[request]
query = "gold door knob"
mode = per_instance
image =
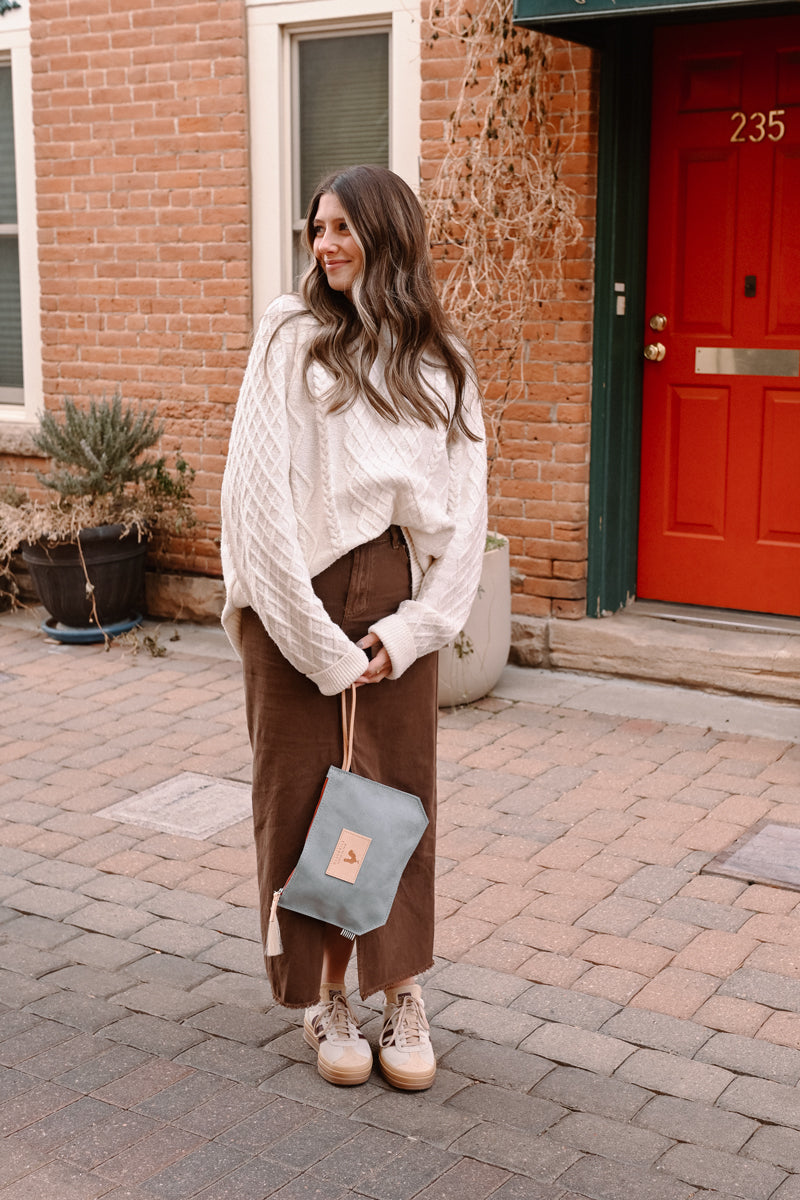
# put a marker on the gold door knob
(655, 352)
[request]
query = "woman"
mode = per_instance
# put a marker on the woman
(354, 521)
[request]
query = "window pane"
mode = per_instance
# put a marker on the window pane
(11, 335)
(7, 175)
(343, 89)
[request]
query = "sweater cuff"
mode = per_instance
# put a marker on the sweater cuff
(397, 641)
(341, 673)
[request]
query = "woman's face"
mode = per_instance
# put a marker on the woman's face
(334, 245)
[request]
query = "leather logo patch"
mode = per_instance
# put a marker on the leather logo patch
(348, 857)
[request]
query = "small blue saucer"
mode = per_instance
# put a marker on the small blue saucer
(76, 636)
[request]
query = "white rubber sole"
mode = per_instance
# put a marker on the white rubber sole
(417, 1083)
(343, 1077)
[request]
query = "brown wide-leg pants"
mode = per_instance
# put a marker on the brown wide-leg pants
(296, 733)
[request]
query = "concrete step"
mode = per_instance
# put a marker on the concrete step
(740, 655)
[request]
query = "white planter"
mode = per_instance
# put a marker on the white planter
(471, 665)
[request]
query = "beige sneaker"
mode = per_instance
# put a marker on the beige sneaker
(405, 1054)
(343, 1055)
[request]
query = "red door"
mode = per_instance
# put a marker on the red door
(720, 510)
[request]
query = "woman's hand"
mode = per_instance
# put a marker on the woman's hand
(380, 665)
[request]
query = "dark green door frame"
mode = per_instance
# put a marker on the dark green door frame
(620, 257)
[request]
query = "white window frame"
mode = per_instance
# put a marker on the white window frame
(271, 29)
(14, 48)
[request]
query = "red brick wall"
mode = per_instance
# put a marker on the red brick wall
(144, 253)
(539, 493)
(139, 112)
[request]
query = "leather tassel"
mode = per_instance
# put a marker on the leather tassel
(274, 942)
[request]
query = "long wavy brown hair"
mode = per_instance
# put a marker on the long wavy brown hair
(394, 306)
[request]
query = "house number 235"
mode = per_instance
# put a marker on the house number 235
(758, 126)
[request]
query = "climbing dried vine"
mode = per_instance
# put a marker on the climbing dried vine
(499, 213)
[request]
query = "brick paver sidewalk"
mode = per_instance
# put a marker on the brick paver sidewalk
(611, 1023)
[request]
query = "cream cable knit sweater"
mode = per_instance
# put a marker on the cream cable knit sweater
(304, 486)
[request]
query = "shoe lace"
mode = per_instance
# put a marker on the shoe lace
(338, 1023)
(408, 1026)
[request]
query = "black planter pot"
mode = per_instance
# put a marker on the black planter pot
(114, 565)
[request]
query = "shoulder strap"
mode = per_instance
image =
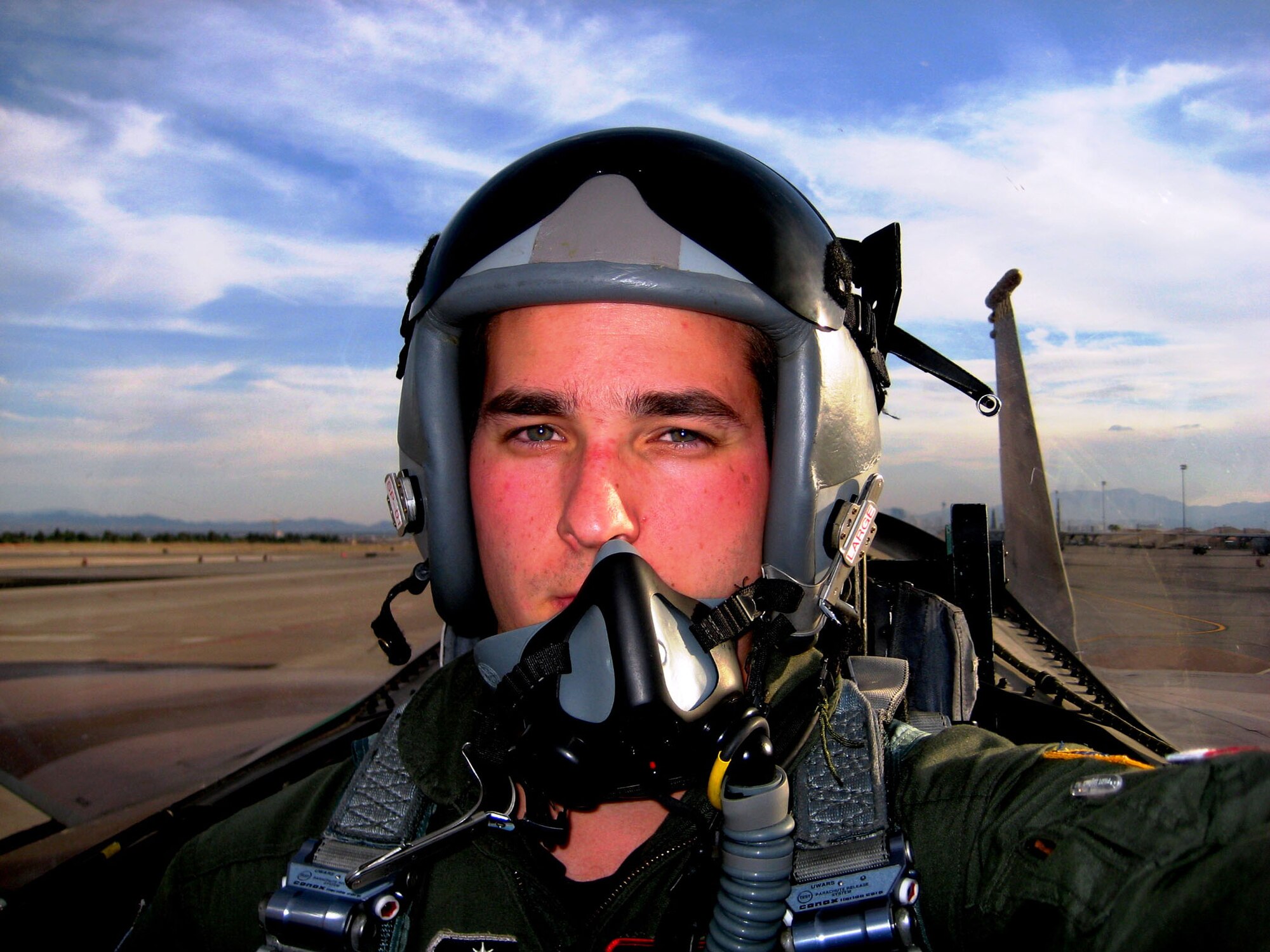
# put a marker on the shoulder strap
(850, 861)
(382, 809)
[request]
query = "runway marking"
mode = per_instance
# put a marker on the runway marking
(55, 639)
(1217, 626)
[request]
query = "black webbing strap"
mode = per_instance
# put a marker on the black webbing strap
(417, 275)
(387, 631)
(745, 609)
(547, 662)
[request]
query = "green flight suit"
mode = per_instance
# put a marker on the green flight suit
(1006, 855)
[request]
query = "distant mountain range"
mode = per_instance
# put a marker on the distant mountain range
(78, 521)
(1083, 510)
(1128, 508)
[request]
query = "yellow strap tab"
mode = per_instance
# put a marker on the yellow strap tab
(714, 786)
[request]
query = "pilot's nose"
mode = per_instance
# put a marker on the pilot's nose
(599, 502)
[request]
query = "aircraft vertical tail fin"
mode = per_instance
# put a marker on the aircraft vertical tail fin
(1034, 560)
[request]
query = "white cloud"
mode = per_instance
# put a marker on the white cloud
(205, 441)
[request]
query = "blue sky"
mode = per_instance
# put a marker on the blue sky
(209, 211)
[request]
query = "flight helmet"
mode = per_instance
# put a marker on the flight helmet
(661, 218)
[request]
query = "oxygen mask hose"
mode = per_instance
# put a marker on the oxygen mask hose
(758, 842)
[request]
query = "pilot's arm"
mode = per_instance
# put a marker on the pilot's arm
(1060, 849)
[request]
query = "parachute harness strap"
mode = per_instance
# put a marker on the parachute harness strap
(853, 871)
(317, 908)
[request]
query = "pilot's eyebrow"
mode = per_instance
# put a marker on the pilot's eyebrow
(515, 402)
(684, 403)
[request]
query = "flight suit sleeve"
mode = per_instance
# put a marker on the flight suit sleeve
(1009, 856)
(210, 893)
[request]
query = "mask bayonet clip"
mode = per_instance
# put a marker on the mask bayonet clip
(852, 534)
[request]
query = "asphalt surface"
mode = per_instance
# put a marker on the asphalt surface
(1184, 640)
(143, 676)
(125, 691)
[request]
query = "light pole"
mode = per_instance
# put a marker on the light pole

━━━━━━━━

PROBLEM TO WORK ON –
Quote the rows word for word, from the start through the line containing "(343, 1077)". Leave out the pictures.

EXERCISE RESPONSE –
[request]
query = "gold door knob"
mode = per_instance
image =
# put a marker on the gold door knob
(655, 352)
[request]
query = "woman"
mode = per_instance
# put a marker on the woman
(354, 521)
[request]
query = "window pane"
mode = per_instance
# put a marker on the window pane
(11, 335)
(7, 175)
(343, 89)
[request]
query = "sweater cuff"
mode = per_instance
# put a marker on the sweater cuff
(397, 641)
(341, 673)
[request]
query = "woman's face"
mode = per_instance
# put a marker on the woman's face
(334, 245)
[request]
query = "leather logo patch"
mode = per_instance
# put a marker on the leather logo patch
(348, 857)
[request]
query = "small blue saucer"
mode = per_instance
# put a marker on the small blue saucer
(76, 636)
[request]
query = "white rubber sole"
mode = per_instance
# put a marker on the white rubber sole
(417, 1083)
(343, 1077)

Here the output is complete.